Tarefa 1: Copie do texto sobre a falta de vacinas o trecho que começa nas palavras "Refiro-me às vacinas" e vai até as palavras "contra doenças infeciosas.".
Tarefa 2: Segundo o texto sobre a falta de vacinas, quantos países relataram surtos de cólera este ano?
Tarefa 3: Escreva a continuação do texto sobre a falta de vacinas a partir da última frase.

Texto fornecido:
= = = = = = =

A saúde global tem um problema estrutural em mãos. A questão não se iniciou agora, pelo contrário, é antiga e tem estado sujeita a um agravamento contínuo e gradual. A escassez mundial de vacinas é um problema real, com graves implicações na saúde das populações. Para ser claro, não me refiro apenas às vacinas Covid-19, que pelo mediatismo e pressão de grupos de ativistas pela saúde global, neste momento até se encontram em melhores condições que as restantes.

Refiro-me às vacinas que nós bem conhecemos do programa nacional de saúde, bem como, aquelas que pela evolução das nossas condições materiais, já não são necessárias na Europa. Por não serem necessárias nos países com mais recursos, acabam por não estar disponíveis para quem delas precise para ter uma hipótese contra doenças infeciosas.

Este ano temos assistido a um reemergir de doenças transmissíveis. Na verdade, elas nunca desapareceram, simplesmente operavam debaixo do nosso radar, fazendo sentir os seus efeitos nas populações vulneráveis em África, Ásia ou Médio Oriente.

A cólera é uma destas doenças. Este ano, mais de 30 países reportaram surtos de cólera, um aumento considerável em relação à média verificada nos últimos 5 anos, que se situou nos 20 países por ano. Tem provocado cerca de 143 mil vítimas mortais por ano, pelo que o investimento em vacinas é mais que justificado, tanto para controlar surtos, como para alimentar ações preventivas.

= = = = = = =

Material de estudo:
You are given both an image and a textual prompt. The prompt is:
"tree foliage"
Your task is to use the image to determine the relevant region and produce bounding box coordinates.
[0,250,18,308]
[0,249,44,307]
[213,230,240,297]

= = = = = = =

Resposta escrita 1:
Refiro-me às vacinas que nós bem conhecemos do programa nacional de saúde, bem como, aquelas que pela evolução das nossas condições materiais, já não são necessárias na Europa. Por não serem necessárias nos países com mais recursos, acabam por não estar disponíveis para quem delas precise para ter uma hipótese contra doenças infeciosas.

Resposta escrita 2: Mais de 30 países.

Resposta escrita 3:
A vacina oral, que tem um custo de 3 dólares por dose, é administrada num esquema de 2 doses, com 6 meses de intervalo. Desta forma, é conferida uma proteção que dura cerca de 2 anos. No entanto, a escassez inesperada desta vacina, obrigou a OMS a reduzir o esquema para apenas uma toma, conferindo apenas 6 meses de proteção. A esperança é que neste espaço de tempo, seja possível produzir e distribuir a segunda dose a quem fez a primeira, sem deixar de parte os restantes indivíduos que também necessitam desta proteção.

A razão desta escassez encontra-se relacionada tanto com o aumento do número de novos casos, como com a pouca quantidade de fabricantes e investimento efetuado na vacina e sua logística. Foi em parte por este problema, que países como o Vietname criaram e produzem a sua própria vacina contra a cólera.

Apesar o aumento do número de casos, um dos maiores fabricantes mundiais desta vacina, a francesa Sanofi, anunciou que irá deixar de produzir este produto no final do presente ano. Se a tendência crescente verificada em 2022 continuar em 2023, teremos muitas reinfeções e um aumento intolerável do número de vítimas mortais, graças a uma doença para a qual a vacina é eficaz e de baixo custo.

A cólera é uma doença que afeta desproporcionalmente os países de baixo rendimento e populações mais vulneráveis. Provoca anualmente, surtos de dimensões consideráveis em Moçambique ou Paquistão. Mas este ano regressou a países onde já há vários anos não surgia, como Haiti ou Líbano. Em ambos os países, um mês de surto foi suficiente para espalhar a bactéria por todo o país. No caso do Haiti, causou 3.429 casos com 89 óbitos, sendo que metade dos casos ocorrem na idade pediátrica. No Líbano, ocorreram 1.900 casos com 17 óbitos.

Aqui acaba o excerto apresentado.